Task prompt: Rewrite the listing from the line that contains "Objective — a point for each instance of the ear" through the end of the listing, keeping every line, and increase each x and y coordinate by 27.

Items from a dataset:
################

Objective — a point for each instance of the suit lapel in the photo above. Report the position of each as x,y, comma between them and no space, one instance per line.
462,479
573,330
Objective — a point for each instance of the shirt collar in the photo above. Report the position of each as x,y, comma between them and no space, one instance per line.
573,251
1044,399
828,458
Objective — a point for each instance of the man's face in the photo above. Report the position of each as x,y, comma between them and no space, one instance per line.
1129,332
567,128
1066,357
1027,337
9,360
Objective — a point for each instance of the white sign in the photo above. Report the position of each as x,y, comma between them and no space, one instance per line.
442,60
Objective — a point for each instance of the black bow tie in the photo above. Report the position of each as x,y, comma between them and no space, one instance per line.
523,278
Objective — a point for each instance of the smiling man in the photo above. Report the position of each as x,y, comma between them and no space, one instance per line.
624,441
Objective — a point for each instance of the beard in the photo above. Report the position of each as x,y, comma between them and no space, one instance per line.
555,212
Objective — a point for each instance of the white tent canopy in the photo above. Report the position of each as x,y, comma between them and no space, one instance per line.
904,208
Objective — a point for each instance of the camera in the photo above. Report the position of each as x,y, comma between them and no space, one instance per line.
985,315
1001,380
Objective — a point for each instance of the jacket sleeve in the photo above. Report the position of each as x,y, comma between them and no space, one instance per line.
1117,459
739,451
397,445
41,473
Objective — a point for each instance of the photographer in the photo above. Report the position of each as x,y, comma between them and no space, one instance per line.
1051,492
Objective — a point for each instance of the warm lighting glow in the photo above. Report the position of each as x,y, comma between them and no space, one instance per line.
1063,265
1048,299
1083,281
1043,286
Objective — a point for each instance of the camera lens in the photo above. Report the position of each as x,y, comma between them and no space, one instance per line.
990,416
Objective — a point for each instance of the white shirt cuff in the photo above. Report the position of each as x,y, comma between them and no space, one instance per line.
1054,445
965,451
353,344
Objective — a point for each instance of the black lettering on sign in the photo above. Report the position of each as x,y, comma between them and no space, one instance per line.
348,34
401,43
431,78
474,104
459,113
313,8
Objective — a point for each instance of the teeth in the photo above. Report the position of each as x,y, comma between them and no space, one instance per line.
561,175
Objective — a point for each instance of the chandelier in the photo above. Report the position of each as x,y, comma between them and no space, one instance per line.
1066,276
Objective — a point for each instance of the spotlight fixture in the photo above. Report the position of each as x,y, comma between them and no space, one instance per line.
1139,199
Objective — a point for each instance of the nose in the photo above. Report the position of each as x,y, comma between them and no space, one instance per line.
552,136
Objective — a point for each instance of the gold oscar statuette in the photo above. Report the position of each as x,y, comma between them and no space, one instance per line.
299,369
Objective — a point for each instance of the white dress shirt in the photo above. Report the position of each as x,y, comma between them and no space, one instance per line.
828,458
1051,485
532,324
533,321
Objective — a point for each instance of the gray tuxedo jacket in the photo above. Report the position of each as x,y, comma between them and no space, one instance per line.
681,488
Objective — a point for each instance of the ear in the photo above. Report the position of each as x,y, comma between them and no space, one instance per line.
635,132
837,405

################

Task answer:
Objective — a point for each instance of the ear in the photo above. Report the position of each as x,y, comma between them and no space, one instance per line.
662,159
864,432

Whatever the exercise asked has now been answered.